Written instruction: Write out, word for word, the section of the Bach recordings review below between "One writer says" and "years before that.", inclusive.

Document:
+===+

One writer says Landowska was the first person
to perform Bach’s Goldberg Variations in 1933, but
that is not correct; Sir Donald Francis Tovey was playing
them in England and in Germany, on harpsichord and pianoforte,
privately and in concert, years before that.
Although Joćo Carlos Martins has recently earned
a reputation for being a bad boy of Bach piano performance
through his eccentricities and theatrics, these recordings
of the WTK, among his very first, are excellent and
thoroughly disciplined. The recorded sound is superlative,
the playing enthusiastic, clear and balanced. In his hands
the exquisite lyrical bell-like tone of his instrument’s
mid-range reminds one of the early Broadwood pianos. This
is the performance we would like to have had from Glenn Gould — but
didn’t. Glenn Gould recorded a wilfully obtuse version that
has set even his partisans to quarrelling, and left a bit
of a bad taste in everybody’s mouth. Of course, like everything
he did, it’s very much worth hearing, but you wouldn’t want
to own it as your only recorded version. Of the harpsichord
versions both Ruzickova (I) and Walcha used large German
harpsichords with varied tonal quality, tastefully applied.

+===+

Information supplied:

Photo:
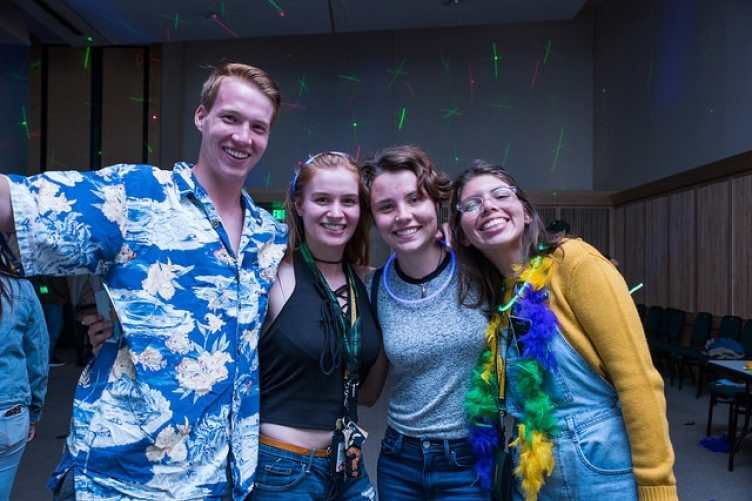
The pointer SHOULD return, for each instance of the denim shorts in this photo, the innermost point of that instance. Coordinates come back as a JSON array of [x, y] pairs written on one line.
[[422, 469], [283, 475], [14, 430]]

+===+

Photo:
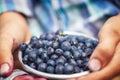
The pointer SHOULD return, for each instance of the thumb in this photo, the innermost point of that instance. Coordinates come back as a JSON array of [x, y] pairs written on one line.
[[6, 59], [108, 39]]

+===+

Result of the exercise:
One writer says Landowska was the first person
to perform Bach’s Goldberg Variations in 1933, but
that is not correct; Sir Donald Francis Tovey was playing
them in England and in Germany, on harpsichord and pianoforte,
privately and in concert, years before that.